__記述問題__.
下の成年後見に関する文書から、「成年後見制度とは、認知症や知」で始まり「いく制度が成年後見制度です。」で終わる部分を、一字も変えずにそのまま書き写しなさい。

__文書__.
------------
成年後見も家族信託も、認知症に備えた財産管理の仕組みです。
一方、成年後見に比べて家族信託は、より柔軟で長期にわたった本人の意向を実現することができる制度といえます。

下記では、成年後見と家族信託を比較しています。

成年後見とは

成年後見制度とは、認知症や知的障がい・精神障がいなどにより判断能力が十分でない人を法律的に保護したり、支えたりする制度です。

認知症などにより、判断能力が十分でない場合、本人い預貯金の解約、福祉サービスを受ける契約の締結、遺産分割の協議、不動産の売買などをする必要があっても、自分でこれらの契約や手続きをすることができません。

そこで、判断能力が十分でない本人のために家庭裁判所が援助者(成年後見人など)を選び、この援助者が本人のために活動していく制度が成年後見制度です。

後見制度の種類

成年後見制度は、大きく「法定後見」と「任意後見」の2つに分かれます。

判断能力があるうちに将来、後見人になる予定の人(任意後見受任者)と任意後見契約を結んでいた場合は任意後見を使えますが、任意後見契約を結ばずに判断能力が低下してしまった場合は法定後見制度を使うことになります。

法定後見制度は本人の判断能力に応じて、「後見」「保佐」「補助」の3つの種類があります。

判断能力の低下が最も著しいなら「後見」、後見ほどでもないなら「保佐」、判断能力の低下が最も軽微なら「補助」です。この判断は、医師がおこないます。

その中でも成年後見制度は、家庭裁判所が選んだ成年後見人に、判断能力が著しく低下した方の財産管理、契約行為、身上監護を任せる制度です。利用するには家庭裁判所への申立てを要します。

被後見人の家族も成年後見人になれますが、家族に多額の借金があったり、被後見人の財産が高額だったりする場合は弁護士や司法書士などの専門家が成年後見人に選ばれる可能性が高いです。

成年後見人の役目は、判断能力が低下した方のために財産を維持、管理し、法律行為を代行し、生活をサポートすることです。
そして成年後見制度は、財産の「維持と管理」に権限が限られています。

後見制度は判断能力が低下し、財産管理や身上監護に不安のある方を法的に保護するための制度です。
「本人の保護」をするための制度であるため、相続税対策、贈与、積極的な財産の処分や管理などは成年後見制度内ではすることができません。

このとき、特に問題になるのが、認知症発生後の相続税対策です。
------------
__抽出項目__.

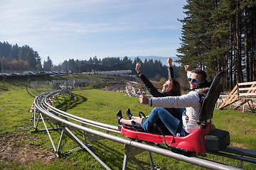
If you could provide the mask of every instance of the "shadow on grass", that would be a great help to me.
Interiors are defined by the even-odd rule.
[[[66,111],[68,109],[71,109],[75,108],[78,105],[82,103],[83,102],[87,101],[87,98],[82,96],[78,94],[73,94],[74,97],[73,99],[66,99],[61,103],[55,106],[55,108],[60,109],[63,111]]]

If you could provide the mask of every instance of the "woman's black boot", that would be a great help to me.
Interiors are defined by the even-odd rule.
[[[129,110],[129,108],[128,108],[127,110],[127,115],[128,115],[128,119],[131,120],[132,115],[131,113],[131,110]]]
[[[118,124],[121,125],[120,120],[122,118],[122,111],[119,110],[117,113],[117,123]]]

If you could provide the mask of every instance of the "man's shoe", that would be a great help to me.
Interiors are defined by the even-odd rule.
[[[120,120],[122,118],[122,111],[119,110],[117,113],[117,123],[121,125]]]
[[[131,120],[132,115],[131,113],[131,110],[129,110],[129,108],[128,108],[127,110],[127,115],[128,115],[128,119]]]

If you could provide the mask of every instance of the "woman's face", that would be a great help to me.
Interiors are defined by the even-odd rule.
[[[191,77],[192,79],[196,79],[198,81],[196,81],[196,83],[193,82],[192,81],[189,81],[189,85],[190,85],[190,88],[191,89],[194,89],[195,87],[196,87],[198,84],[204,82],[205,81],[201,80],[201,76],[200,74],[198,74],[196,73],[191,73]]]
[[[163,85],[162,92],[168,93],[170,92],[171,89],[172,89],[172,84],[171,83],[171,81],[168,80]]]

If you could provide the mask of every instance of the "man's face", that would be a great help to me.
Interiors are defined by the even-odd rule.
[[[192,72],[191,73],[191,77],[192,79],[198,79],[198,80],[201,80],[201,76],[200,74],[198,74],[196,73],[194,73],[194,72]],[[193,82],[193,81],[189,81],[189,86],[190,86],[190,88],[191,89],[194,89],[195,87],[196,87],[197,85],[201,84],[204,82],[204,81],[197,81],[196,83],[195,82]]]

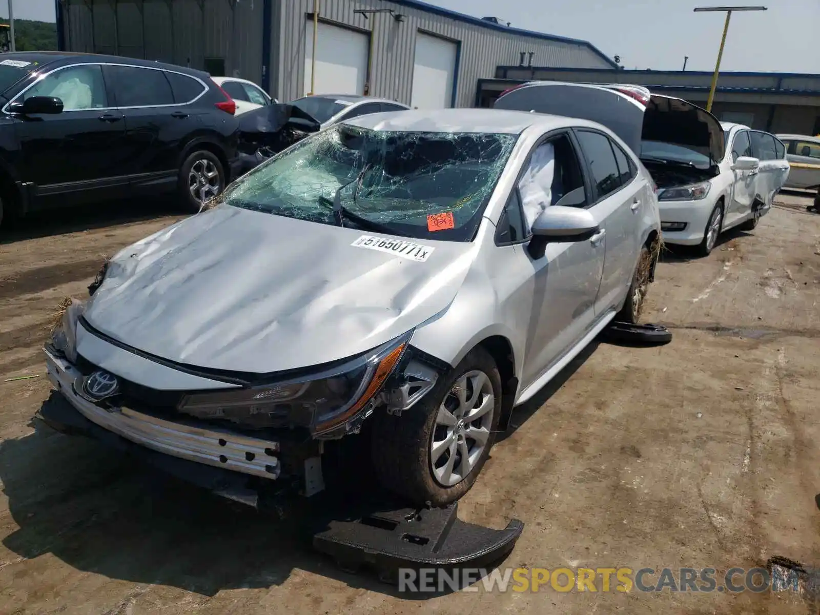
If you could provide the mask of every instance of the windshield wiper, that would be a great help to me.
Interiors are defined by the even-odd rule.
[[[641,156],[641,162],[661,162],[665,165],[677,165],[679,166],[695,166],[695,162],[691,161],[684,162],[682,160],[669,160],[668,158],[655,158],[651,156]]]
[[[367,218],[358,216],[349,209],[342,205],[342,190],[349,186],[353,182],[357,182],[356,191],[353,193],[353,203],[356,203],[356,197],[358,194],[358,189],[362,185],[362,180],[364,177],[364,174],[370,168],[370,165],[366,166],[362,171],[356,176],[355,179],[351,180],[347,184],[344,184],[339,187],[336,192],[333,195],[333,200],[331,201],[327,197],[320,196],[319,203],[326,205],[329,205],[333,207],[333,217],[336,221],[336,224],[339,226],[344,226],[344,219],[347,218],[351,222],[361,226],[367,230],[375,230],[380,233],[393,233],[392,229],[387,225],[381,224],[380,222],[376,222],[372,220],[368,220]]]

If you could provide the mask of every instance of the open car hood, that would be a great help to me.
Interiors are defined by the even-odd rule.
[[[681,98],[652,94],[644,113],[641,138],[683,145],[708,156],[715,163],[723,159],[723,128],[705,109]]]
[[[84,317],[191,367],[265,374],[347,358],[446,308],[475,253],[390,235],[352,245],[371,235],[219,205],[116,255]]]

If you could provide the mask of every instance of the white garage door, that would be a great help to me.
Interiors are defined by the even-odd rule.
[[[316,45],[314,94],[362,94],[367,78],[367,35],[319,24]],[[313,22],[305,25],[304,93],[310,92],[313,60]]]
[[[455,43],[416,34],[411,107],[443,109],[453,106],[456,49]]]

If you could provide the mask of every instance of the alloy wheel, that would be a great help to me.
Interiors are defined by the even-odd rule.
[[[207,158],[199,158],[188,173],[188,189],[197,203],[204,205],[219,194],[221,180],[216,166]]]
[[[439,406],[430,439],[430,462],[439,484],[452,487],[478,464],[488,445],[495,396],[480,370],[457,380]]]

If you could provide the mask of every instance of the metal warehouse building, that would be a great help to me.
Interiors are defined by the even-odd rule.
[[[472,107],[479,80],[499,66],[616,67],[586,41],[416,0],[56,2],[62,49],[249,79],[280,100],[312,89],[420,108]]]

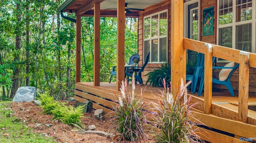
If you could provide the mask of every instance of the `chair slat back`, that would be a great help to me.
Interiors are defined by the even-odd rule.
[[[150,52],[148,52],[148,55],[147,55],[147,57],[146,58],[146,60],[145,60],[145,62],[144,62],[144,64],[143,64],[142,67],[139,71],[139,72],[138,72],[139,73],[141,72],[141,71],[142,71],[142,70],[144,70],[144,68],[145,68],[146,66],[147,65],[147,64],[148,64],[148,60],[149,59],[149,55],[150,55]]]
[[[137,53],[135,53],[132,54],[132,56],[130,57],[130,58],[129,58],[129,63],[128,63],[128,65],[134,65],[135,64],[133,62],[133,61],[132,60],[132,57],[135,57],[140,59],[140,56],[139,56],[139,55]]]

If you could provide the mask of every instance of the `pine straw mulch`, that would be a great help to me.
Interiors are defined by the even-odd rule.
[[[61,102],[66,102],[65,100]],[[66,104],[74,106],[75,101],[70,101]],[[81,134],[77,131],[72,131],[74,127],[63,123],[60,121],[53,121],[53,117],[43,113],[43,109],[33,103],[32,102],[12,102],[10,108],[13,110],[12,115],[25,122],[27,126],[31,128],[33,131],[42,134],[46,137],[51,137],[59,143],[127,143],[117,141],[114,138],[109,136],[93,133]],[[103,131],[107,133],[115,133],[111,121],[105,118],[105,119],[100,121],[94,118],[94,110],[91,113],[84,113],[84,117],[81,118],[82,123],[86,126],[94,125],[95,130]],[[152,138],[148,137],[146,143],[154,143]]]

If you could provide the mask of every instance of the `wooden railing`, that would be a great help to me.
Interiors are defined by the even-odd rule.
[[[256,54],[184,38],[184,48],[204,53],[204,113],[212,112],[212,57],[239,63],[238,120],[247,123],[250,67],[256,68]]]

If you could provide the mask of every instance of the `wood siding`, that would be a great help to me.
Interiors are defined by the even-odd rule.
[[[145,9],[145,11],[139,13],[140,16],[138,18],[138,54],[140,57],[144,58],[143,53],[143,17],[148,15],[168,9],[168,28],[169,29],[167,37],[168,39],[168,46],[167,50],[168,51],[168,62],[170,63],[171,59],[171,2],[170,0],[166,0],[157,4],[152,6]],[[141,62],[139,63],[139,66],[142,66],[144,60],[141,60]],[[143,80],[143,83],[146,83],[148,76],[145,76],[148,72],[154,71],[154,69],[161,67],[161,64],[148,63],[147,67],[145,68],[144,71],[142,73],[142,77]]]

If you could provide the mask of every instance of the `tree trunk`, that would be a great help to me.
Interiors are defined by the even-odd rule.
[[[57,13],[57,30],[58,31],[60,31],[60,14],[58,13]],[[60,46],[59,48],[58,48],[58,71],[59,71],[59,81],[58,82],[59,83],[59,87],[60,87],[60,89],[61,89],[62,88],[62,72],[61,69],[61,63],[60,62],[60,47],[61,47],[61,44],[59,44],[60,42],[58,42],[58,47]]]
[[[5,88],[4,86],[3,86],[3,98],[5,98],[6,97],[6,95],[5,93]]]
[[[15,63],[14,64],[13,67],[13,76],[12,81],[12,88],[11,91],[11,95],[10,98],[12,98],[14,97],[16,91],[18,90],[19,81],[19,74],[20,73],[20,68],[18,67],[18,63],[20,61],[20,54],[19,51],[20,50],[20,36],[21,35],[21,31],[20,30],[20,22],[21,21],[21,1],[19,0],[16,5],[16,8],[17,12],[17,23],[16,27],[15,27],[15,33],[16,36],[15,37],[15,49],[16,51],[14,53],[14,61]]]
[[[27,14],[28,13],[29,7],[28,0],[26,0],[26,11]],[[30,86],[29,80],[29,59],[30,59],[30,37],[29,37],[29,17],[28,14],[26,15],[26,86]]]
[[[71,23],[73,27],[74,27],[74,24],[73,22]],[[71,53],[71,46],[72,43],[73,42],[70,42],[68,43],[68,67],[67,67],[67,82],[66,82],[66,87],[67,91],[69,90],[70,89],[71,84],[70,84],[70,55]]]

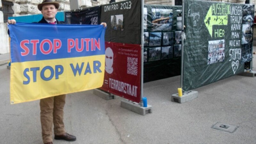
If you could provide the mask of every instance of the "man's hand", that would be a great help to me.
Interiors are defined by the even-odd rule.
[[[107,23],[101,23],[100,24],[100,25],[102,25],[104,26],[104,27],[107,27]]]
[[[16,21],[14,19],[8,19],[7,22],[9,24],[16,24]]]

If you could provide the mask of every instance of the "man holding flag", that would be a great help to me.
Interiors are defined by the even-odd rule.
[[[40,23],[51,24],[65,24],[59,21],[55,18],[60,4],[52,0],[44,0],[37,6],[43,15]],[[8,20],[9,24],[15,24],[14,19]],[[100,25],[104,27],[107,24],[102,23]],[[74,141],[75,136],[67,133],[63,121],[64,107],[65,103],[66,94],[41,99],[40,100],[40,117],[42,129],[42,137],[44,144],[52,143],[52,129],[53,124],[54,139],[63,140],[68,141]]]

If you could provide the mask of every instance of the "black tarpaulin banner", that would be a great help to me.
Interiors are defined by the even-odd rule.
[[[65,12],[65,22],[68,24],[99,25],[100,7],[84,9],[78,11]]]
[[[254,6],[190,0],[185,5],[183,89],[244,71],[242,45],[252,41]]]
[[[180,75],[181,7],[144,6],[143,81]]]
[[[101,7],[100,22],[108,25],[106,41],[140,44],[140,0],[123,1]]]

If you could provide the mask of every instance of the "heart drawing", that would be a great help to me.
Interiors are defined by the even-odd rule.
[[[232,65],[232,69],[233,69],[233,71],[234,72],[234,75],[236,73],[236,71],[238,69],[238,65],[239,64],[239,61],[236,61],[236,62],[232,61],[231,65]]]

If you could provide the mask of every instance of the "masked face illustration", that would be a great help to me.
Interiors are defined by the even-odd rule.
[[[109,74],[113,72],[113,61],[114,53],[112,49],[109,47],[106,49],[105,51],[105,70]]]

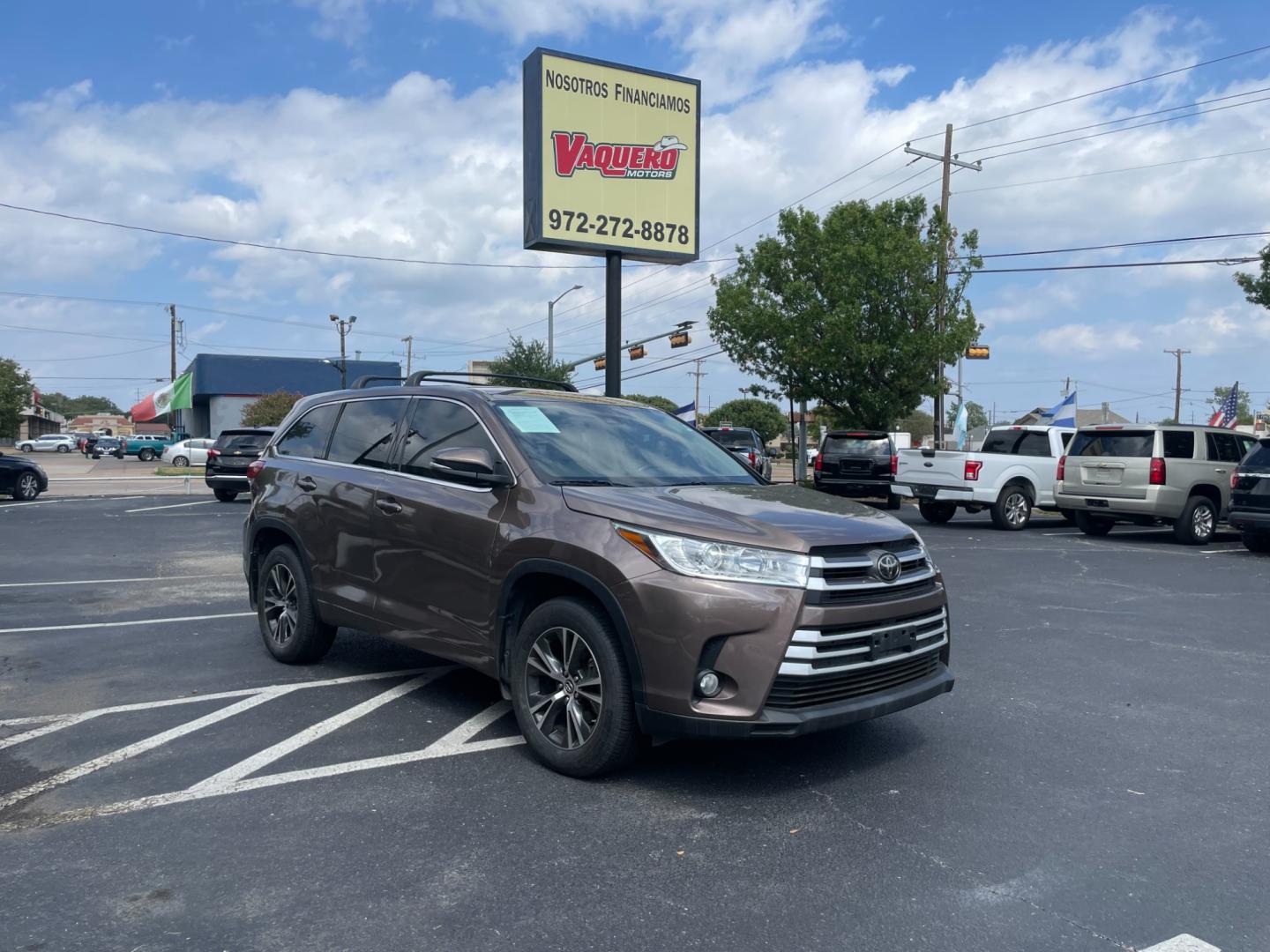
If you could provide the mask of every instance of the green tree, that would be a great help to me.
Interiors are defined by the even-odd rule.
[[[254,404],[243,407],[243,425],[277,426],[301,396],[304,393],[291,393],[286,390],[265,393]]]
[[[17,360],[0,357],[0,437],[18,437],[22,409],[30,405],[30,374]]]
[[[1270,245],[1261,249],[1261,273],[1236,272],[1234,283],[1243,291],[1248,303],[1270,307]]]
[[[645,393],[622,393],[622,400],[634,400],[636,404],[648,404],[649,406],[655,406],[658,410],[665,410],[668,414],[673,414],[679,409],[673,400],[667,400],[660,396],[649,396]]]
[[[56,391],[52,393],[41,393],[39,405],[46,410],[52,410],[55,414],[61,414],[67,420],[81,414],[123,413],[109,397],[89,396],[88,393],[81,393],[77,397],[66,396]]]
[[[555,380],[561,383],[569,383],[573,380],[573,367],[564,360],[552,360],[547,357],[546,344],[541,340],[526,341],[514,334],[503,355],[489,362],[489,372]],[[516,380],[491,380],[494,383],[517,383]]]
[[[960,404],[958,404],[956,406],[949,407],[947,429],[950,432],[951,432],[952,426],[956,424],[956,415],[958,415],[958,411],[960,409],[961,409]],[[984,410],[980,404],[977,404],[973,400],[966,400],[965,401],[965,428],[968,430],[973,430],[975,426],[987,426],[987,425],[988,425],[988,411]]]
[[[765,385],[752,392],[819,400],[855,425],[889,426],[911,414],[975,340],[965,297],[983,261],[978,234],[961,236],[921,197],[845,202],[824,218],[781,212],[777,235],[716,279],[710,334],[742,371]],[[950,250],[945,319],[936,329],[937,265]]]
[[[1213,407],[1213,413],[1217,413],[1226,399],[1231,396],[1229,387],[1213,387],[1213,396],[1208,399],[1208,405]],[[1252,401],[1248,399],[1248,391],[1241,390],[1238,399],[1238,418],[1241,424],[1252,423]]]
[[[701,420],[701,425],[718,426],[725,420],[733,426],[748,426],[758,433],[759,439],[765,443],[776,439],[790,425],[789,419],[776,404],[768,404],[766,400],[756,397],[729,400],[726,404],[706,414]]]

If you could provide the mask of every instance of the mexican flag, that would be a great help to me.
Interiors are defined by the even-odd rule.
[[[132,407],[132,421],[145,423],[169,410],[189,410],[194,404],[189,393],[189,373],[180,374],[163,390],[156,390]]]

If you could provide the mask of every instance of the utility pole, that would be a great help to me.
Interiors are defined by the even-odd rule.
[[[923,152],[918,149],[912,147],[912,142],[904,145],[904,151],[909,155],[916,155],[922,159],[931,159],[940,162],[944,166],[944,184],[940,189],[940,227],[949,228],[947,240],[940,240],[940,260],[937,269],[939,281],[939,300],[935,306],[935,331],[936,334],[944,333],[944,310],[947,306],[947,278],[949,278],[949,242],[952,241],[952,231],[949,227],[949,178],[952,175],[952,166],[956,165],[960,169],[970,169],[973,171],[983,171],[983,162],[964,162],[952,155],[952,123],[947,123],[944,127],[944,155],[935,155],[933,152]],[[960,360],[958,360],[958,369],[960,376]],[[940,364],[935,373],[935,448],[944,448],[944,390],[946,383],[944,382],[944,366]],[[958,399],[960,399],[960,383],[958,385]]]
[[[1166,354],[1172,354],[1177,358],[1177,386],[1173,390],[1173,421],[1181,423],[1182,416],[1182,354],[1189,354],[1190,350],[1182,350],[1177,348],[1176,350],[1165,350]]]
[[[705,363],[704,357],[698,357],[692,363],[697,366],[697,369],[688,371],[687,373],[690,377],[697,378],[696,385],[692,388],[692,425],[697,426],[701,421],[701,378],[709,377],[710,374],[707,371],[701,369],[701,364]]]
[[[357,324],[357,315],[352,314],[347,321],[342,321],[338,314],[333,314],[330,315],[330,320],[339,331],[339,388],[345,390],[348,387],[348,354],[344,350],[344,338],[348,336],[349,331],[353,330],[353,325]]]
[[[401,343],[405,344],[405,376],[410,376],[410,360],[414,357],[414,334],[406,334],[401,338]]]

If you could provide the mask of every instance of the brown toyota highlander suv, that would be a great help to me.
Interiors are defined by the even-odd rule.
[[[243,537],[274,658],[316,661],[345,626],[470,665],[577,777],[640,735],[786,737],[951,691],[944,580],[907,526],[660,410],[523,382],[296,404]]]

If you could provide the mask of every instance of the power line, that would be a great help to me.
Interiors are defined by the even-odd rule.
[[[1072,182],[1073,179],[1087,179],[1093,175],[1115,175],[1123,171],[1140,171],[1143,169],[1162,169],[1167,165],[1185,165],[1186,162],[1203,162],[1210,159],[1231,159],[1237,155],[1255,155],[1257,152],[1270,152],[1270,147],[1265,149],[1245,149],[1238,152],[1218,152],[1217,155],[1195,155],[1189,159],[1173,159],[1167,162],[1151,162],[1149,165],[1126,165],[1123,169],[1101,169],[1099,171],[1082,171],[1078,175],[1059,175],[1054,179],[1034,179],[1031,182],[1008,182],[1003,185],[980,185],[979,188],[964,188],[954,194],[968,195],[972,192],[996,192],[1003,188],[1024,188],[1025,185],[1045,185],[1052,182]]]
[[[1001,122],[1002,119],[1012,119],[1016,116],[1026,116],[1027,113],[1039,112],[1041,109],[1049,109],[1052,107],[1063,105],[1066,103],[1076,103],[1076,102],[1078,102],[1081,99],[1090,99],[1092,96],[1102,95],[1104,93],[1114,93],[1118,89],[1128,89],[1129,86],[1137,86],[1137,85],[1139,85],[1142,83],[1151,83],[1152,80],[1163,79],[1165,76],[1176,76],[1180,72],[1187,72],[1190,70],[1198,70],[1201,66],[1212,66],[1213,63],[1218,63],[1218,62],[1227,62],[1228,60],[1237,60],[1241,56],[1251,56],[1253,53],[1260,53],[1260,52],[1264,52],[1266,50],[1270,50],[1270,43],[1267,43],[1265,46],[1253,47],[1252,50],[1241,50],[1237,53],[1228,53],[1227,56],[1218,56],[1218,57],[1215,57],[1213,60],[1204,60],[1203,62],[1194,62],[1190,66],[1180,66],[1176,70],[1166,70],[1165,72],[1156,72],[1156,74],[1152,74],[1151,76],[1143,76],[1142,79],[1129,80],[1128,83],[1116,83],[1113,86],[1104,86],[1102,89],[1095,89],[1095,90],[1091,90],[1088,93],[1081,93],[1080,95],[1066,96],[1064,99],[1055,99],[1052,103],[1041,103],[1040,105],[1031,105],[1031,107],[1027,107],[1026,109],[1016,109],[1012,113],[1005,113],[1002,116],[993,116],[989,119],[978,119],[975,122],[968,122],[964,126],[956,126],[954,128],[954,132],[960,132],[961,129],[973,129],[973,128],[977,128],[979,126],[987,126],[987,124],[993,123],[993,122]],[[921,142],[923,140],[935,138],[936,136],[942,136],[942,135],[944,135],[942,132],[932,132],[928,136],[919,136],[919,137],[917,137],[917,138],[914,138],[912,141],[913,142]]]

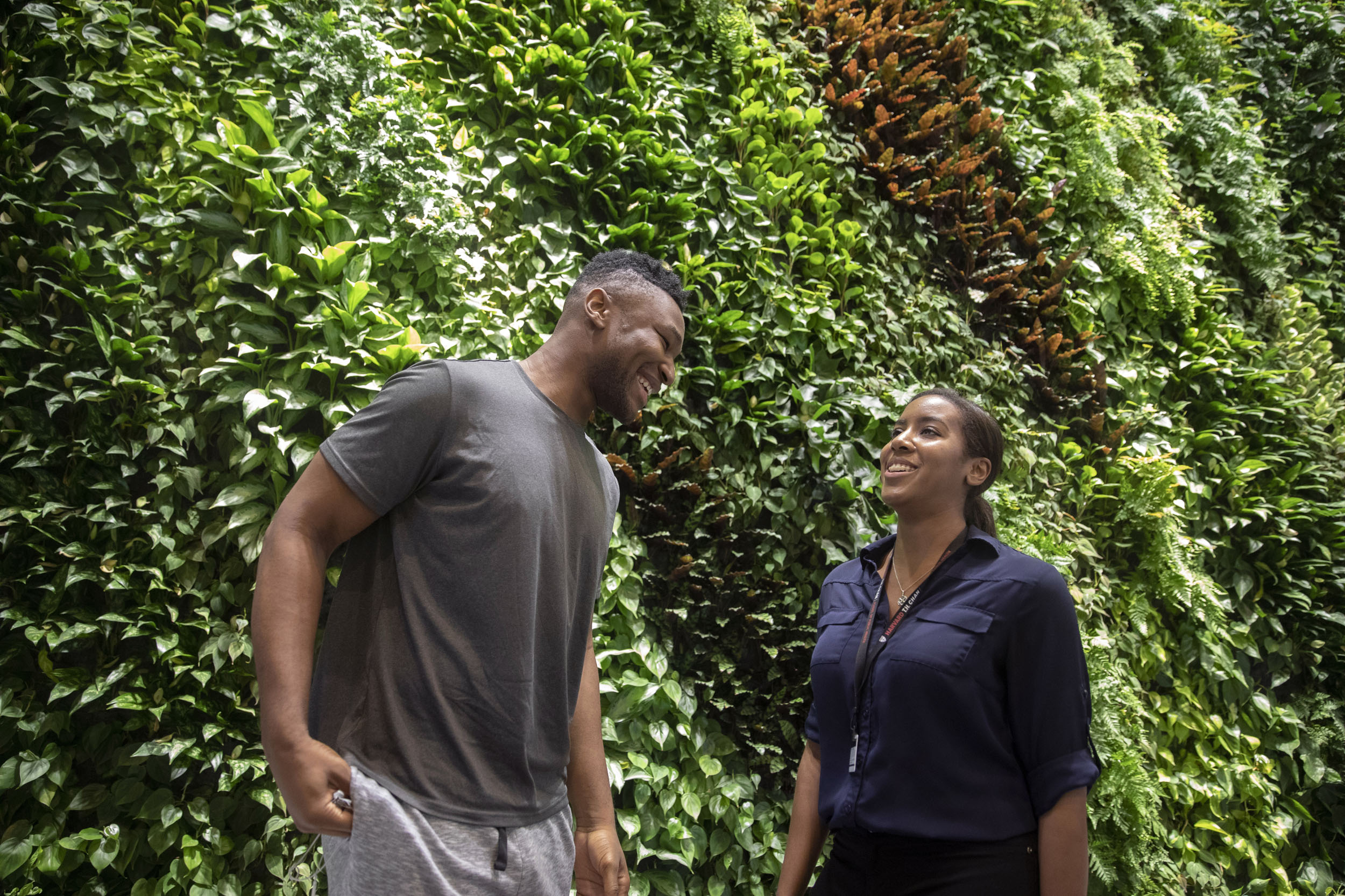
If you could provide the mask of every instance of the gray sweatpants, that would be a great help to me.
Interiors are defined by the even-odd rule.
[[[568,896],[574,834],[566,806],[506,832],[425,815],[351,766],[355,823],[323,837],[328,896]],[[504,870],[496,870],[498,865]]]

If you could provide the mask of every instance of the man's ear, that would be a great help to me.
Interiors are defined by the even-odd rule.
------------
__解答例__.
成年後見制度とは、認知症や知的障がい・精神障がいなどにより判断能力が十分でない人を法律的に保護したり、支えたりする制度です。

認知症などにより、判断能力が十分でない場合、本人い預貯金の解約、福祉サービスを受ける契約の締結、遺産分割の協議、不動産の売買などをする必要があっても、自分でこれらの契約や手続きをすることができません。

そこで、判断能力が十分でない本人のために家庭裁判所が援助者(成年後見人など)を選び、この援助者が本人のために活動していく制度が成年後見制度です。